Brandywine Asset Management, Inc. is an American investment management firm founded and managed by Michael Dever.  The firm is registered as a commodity trading advisor.

History
Michael Dever began personal discretionary trading in 1979.

Dever founded Brandywine Asset Management, Inc. in 1982, and Brandywine continued trading futures on a discretionary basis.

In the 1980s, Dever began developing computer studies on commodity price behavior.  The basic research and portfolio modeling concepts Brandywine uses today were developed through a major research project conducted from 1987 to 1991 using staff researchers and students and faculty from several universities, including the Wharton School of the University of Pennsylvania, Villanova University, and West Chester University.  The purpose of these studies was to test all of the ideas that Dever had accumulated to determine if they were statistically valid.

Beginning in 1989, Brandywine developed the Brandywine Benchmark Program, which Brandywine traded 1991-1998.  The Brandywine Benchmark Program was a broadly diversified, fully computerized program, which incorporated trend-following, seasonal, arbitrage, and fundamentally based strategies.  The Brandywine Benchmark Program stopped trading in late 1998 as Dever began to focus on his venture development business.

Dever is a pioneer in risk management and is credited with the development of one of the earliest comprehensive risk management models.  In the 1980s, he developed a statistically based money management and risk allocation model.  The purpose of the model was to allocate weightings equally to the strategies and markets within a portfolio in order to maintain balance of returns from all strategy-market combinations.  The intent of this portfolio allocation model is to ensure that no single market or strategy-market combination dominates the portfolio over an extended period of time.  Since that time, elements of this trading model have become popularized as risk parity investing.  In 1991, this model was incorporated in the Brandywine Benchmark Program, which was the first trading program to use risk parity portfolio management.

▶ _Dataset section_
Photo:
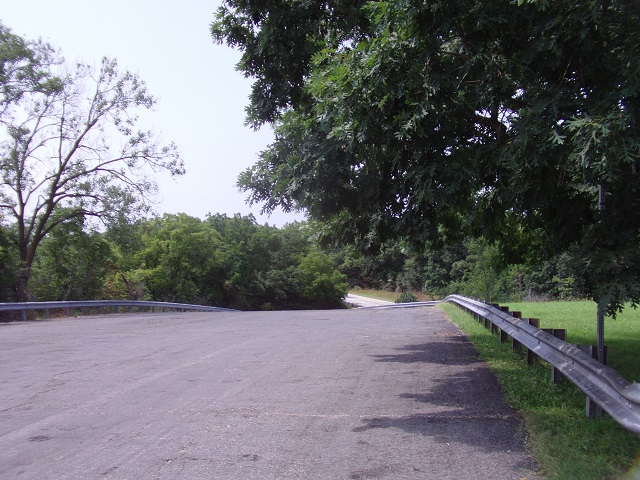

▶ _Goal_
Extend the text on Brandywine Asset Management, starting right after the sentence ending "the first trading program to use risk parity portfolio management."

▶ _Answer to the problem_
During the years 1999-2007, Brandywine traded multiple strategies and programs, including mutual fund arbitrage, market neutral equity, long-short equity, and futures strategies.  In addition, Brandywine's allocation to venture capital investing grew to over 50% of its business.

Brandywine believes in the dynamic nature of markets and the importance of taking an active approach to research.  The firm is built on a structure and a philosophy that requires continuous identification and development of new strategies for portfolio diversification.

The offices of Brandywine are located in an award-winning renovated 17th century grist mill in the Brandywine Valley, outside of Philadelphia, Pennsylvania.  The mill renovation project, which includes an actual reconstructed operating mill waterwheel, was designed by Thomas Dever, principal of Dever Architects and brother of Michael.  The project was awarded a 1997 Building Excellence Award by the Philadelphia Business Journal.

Current Status
Brandywine's trading approach is fundamentally based yet systematically applied.

The Brandywine Collective Investment Trust was launched in 2023 and is based on Brandywine's 40+ years of investing experience. The Trust contains a suite of investment funds that are designed to solve for "Sequence of Return" risk in retirement plans.

Investment Philosophy
The two cornerstones of Brandywine's investment approach are diversification and non-correlation of strategies and markets.  Brandywine implements a multi-strategy approach, which is unique in the industry.  Brandywine's philosophy is to create a relatively hedged portfolio, not by buying hedges which cost a premium but by incorporating multiple trading strategies in the portfolio which complement each other.  Brandywine follows a methodology based on "return drivers" to trade broadly diversified portfolios in the global currency, interest rate, stock index, metals, energy, and agricultural futures markets.  A return driver is the core underlying reason that drives the price of a market.  Brandywine's investment philosophy is based on the belief that the most consistent, persistent, and predictable investment returns across a variety of market environments are best achieved by combining multiple uncorrelated trading strategies (each designed to profit from a logical, distinct return driver) into a truly diversified portfolio.  Each strategy must have a high significance of occurring in the future.

Brandywine's trading philosophy is based on broad strategy and market diversification.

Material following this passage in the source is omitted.